## What needs to be done
Rewrite the records below as a numbered list with one line per number, and leave out any blank lines.

## Dataset rows
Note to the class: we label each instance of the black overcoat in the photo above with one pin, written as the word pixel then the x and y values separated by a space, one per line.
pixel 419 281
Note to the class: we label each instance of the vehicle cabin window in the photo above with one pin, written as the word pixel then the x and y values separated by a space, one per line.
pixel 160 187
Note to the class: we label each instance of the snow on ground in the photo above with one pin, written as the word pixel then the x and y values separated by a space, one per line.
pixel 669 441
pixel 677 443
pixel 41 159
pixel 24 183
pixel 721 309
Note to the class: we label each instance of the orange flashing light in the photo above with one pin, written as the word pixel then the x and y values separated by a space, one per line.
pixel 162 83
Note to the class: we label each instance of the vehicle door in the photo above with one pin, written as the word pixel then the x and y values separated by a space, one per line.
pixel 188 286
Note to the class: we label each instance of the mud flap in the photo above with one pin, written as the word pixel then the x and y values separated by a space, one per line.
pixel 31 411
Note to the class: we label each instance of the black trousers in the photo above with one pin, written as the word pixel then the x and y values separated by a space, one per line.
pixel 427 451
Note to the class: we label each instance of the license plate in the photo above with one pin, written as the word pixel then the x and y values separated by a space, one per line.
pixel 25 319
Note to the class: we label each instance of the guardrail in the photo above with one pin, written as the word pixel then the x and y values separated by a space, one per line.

## Response
1. Note to the class: we label each instance of the black overcoat in the photo above with one pin, written as the word pixel then the x and y values separated by a space, one per line.
2. pixel 419 281
3. Note to the class: we label each instance of the vehicle cabin window in the photo above with one pin, written as the word pixel then the x and y values separated by a space, one per line.
4. pixel 160 187
5. Note to the class: we label each instance of the snow on ground in the photo above with one pin, written as the word pixel then the x and y values separated by a space, one per line.
6. pixel 669 441
7. pixel 677 443
8. pixel 41 159
9. pixel 24 183
10. pixel 721 309
11. Note to the class: we label each instance of the orange flashing light in the photo above with one pin, written as the word pixel then the x and y values separated by a space, one per line.
12. pixel 162 83
13. Note to the class: we label each instance of the vehicle door in the photo above with one pin, written as the word pixel then the x and y values separated by a space, one per line.
14. pixel 188 286
15. Note to the class: we label each instance of the mud flap in the photo above with one pin, written as the word pixel then the x and y values separated by a space, one per line.
16. pixel 31 411
17. Note to the class: we label each instance of the black trousers in the photo above with one pin, written as the word pixel then the x and y values separated by a space, one per line.
18. pixel 427 451
19. Note to the class: we label each instance of the license plate in the photo above with one pin, written as the word pixel then the x and y values separated by a space, one per line.
20. pixel 25 319
21. Note to the class: we label each instance of the guardrail in the photo above with one pin, written as the word pixel then the x and y values separated by a space, one per line.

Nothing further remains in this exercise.